- What needs to be done
Copy every line of the records below word for word, without changing anything.

Object location annotation records
○ ○ ○ ○ ○
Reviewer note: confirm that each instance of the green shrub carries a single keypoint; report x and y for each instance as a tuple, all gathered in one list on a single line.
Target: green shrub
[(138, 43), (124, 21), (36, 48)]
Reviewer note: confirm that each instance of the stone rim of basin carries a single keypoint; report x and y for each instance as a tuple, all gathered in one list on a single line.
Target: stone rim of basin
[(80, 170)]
○ ○ ○ ○ ○
- Reply
Reviewer note: confirm that each instance of the green shrub carries a single keypoint; report x and y for each instance as a tuple, all gathered in one list on a single line.
Target: green shrub
[(138, 43), (124, 21), (36, 48)]
Reviewer note: confirm that each instance of the stone rim of basin carries a single keypoint; report x and y for each instance as a tuple, all gathered in one list on a single line.
Target: stone rim of basin
[(80, 170)]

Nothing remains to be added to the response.